If you are working for a paycheck, you do not touch capital.

Ok so I have my beef with capitalism, for sure, but this is inaccurate. People all over the country own property, shares in public and private companies, shares of government utilities, just to name a few examples.

Ownership of things does get distributed through capitalism. As manipulated as it is, that’s the concept of the stock market.

I’m not rich, but I do own a small amount of capital. My net worth far, far exceeds what I have in my bank account when you account for my car that I’ve paid off, small investments that have appreciated over time, stuff like that.

Now the top of the capitalist class? They have SO MUCH cash, and so many resources to draw on that they can manipulate stock prices and company values at will. That’s where the whole system starts to break down.

[–] sharkfucker420@lemmy.ml 9 points 8 months ago

Idk what definition of capital you used to determine this but I will be using the Marxist on because capital is a Marxist term.

Capital is private property used to create surplus value usually involving the purchase of wage labor. It can be the money a capitalist uses to pay their employees, the land their workers use to produce surplus value for them, and/or the machinary required for their workers to produce surplus value as a few examples. Buying stocks does not mean you own the means of production in any significant way. You may have stake in how those means of production are use but you do not control them and you do not use them to produce surplus value nor do you purchase wage labor, you only profit off someone who does.

> **DATA PROVIDED**
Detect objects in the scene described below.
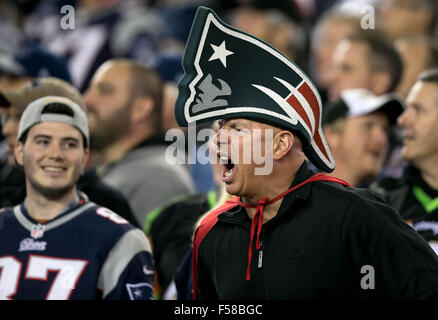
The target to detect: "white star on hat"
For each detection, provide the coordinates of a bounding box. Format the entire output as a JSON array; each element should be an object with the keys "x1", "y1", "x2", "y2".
[{"x1": 208, "y1": 40, "x2": 234, "y2": 68}]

> **STATED PROBLEM 1**
In the discussion about capital, how is capital defined under the Marxist usage?
> **STATED PROBLEM 2**
Write the next part of the discussion about capital, following on from its final sentence.

> **EXERCISE RESULT 1**
Capital is private property used to create surplus value, usually involving the purchase of wage labor.

> **EXERCISE RESULT 2**
Furthermore your personal possessions like your car are not capital.

If you sell your labor to someone who possesses the means of production you are proletariat

[–] agamemnonymous@sh.itjust.works 8 points 8 months ago (3 children)

If you work for a living, and being unemployed indefinitely would threaten your survival, you are part of the working class. Owning a few crumbs of capital is a nice cushion, but does not define your class.

If your income is passive, and you could live your whole life off the returns from your investments without ever actually working, you are part of the capitalist class.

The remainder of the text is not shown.